STORED DATA start

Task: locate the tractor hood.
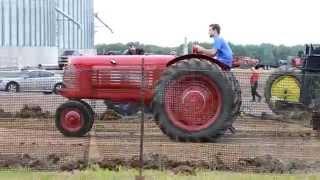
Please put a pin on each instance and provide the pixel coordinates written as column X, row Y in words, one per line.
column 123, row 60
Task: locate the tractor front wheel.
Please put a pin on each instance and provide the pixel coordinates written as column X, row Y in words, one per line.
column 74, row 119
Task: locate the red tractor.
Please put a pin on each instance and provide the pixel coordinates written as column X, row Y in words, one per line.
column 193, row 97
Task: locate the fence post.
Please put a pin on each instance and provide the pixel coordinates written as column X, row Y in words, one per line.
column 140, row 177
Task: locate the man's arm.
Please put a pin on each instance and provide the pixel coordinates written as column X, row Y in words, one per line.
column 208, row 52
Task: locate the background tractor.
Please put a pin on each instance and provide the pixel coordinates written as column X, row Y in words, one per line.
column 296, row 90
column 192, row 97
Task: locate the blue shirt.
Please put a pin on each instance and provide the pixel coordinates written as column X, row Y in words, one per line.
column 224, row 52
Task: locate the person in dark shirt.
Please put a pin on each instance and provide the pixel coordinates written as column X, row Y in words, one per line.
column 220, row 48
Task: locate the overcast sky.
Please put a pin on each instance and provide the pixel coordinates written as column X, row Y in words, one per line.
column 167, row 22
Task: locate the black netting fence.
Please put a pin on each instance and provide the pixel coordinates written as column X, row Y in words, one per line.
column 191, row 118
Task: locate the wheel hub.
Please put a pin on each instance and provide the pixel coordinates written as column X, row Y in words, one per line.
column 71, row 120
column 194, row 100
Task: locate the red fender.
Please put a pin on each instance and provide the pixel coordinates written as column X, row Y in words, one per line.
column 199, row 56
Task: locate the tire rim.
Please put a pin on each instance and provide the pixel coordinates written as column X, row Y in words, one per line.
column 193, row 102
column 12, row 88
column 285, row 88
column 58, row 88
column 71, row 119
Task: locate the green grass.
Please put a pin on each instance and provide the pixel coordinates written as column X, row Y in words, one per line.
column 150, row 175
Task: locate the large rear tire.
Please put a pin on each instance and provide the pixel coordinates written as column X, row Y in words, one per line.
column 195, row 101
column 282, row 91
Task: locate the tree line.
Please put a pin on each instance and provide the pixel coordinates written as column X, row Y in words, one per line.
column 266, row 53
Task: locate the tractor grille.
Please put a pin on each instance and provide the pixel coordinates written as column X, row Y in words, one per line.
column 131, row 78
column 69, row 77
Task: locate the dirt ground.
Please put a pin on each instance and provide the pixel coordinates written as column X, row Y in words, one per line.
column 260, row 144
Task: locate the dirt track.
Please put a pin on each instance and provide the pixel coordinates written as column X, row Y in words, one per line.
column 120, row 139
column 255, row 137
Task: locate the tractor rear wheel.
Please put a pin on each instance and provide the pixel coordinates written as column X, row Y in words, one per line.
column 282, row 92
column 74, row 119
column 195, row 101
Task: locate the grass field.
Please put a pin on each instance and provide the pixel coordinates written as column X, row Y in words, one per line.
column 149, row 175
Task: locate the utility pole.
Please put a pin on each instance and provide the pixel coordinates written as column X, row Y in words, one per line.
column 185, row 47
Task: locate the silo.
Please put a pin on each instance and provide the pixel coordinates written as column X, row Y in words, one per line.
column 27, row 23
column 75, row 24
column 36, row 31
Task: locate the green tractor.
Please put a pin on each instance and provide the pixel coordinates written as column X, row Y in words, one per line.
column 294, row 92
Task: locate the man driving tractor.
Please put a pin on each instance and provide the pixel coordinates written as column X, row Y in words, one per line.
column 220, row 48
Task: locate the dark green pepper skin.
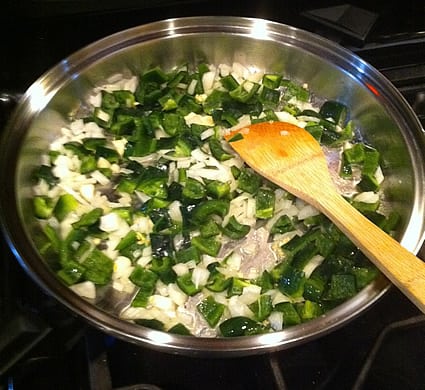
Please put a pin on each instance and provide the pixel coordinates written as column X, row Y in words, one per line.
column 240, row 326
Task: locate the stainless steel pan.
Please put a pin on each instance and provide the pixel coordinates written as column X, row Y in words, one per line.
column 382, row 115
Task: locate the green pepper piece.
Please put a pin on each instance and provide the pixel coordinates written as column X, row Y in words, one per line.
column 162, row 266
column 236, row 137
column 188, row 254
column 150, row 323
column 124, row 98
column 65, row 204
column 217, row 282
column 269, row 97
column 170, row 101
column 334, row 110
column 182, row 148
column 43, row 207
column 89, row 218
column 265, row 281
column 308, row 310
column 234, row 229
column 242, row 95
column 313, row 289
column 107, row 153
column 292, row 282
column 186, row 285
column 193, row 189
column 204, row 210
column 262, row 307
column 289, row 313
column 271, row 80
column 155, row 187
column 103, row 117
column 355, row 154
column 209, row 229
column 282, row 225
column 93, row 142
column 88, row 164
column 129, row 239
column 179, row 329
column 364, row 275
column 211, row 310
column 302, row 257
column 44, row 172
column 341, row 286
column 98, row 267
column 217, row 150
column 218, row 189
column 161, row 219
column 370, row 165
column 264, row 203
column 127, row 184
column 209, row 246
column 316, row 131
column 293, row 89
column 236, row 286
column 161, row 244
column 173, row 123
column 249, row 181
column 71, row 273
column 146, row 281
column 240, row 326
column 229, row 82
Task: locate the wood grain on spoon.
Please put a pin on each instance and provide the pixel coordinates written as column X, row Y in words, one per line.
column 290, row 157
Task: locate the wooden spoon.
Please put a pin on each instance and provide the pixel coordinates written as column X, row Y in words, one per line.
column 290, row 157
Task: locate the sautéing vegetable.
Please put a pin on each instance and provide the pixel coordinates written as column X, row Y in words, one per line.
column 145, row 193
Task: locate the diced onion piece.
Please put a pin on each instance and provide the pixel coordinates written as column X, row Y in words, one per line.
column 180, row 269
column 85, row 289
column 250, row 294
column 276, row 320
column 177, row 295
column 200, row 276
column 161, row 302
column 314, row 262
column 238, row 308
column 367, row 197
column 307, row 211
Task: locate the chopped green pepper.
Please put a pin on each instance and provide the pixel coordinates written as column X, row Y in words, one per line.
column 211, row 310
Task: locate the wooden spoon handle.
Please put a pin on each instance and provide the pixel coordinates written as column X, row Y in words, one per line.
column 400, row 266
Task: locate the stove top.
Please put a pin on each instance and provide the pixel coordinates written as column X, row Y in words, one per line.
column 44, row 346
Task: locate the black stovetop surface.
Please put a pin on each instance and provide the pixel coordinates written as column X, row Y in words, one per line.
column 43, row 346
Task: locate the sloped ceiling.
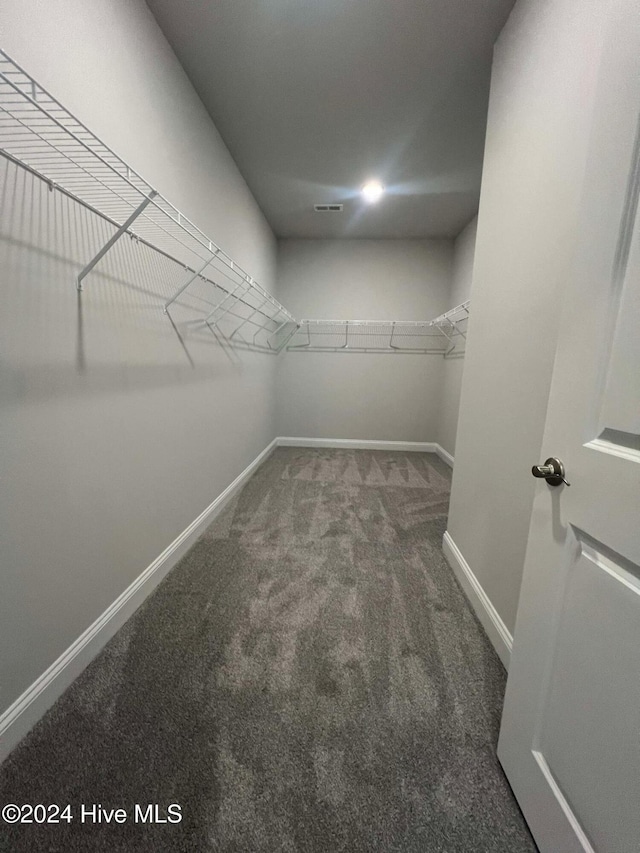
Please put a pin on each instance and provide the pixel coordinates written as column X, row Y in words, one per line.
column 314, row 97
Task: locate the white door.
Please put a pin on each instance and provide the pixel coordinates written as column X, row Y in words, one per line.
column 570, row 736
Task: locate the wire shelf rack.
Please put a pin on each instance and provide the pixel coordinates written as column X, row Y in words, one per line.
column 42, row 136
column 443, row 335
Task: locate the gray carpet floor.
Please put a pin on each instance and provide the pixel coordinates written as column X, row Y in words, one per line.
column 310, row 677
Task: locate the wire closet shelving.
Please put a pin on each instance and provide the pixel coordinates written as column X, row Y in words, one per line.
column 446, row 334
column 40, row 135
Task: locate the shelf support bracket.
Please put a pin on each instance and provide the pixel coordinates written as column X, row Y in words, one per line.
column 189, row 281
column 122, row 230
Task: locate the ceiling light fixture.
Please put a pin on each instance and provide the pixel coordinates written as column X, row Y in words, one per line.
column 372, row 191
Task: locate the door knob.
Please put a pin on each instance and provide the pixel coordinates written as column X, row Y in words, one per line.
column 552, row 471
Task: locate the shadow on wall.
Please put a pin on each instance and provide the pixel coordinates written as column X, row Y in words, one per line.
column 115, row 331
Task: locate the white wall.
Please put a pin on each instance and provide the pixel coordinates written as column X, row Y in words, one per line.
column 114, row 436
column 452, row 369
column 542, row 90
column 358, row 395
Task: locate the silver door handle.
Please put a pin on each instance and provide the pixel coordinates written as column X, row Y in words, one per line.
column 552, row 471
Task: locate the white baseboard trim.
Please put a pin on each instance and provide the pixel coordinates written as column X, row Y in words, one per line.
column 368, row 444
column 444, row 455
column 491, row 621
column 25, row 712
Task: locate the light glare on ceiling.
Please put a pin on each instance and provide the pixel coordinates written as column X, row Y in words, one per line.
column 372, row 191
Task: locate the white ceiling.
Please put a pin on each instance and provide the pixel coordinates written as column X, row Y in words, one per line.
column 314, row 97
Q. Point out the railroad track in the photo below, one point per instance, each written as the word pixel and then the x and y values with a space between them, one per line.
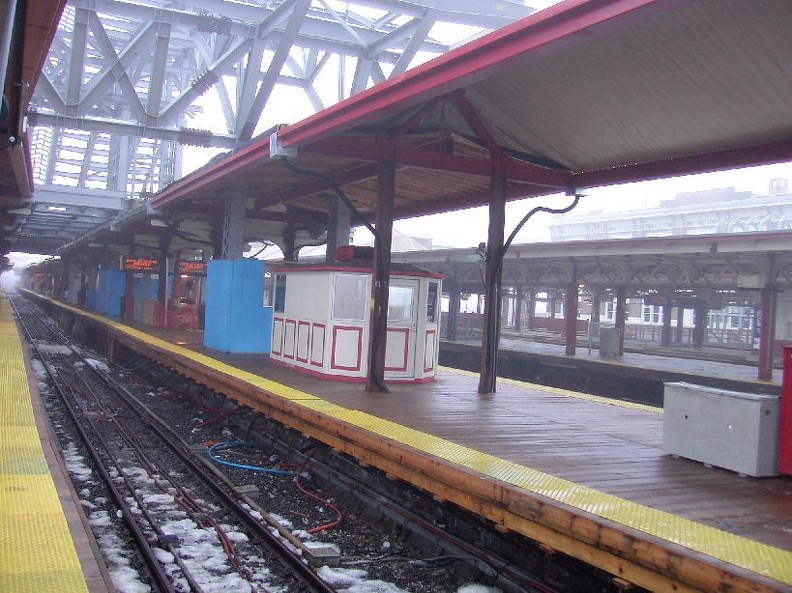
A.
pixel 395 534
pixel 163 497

STORED DATA end

Begin with the line containing "Task: locate the light glare on ceiling." and end with the final line of the data, printing those lines exactly and only; pictures are left out.

REPLY:
Task: locate the light glare on ceiling.
Please put a pin on each instance and provide the pixel coordinates written as column X, row Y in words, one per line.
column 372, row 191
Task: locate the white ceiling.
Please put a pin on each instance and provide the pixel coordinates written as column X, row Y in words, one per line.
column 314, row 97
Q. Point out the railroad track in the photo below, one point per instance, each written as the word pixel and then the x and y values with a space between them, one per line.
A.
pixel 395 534
pixel 163 497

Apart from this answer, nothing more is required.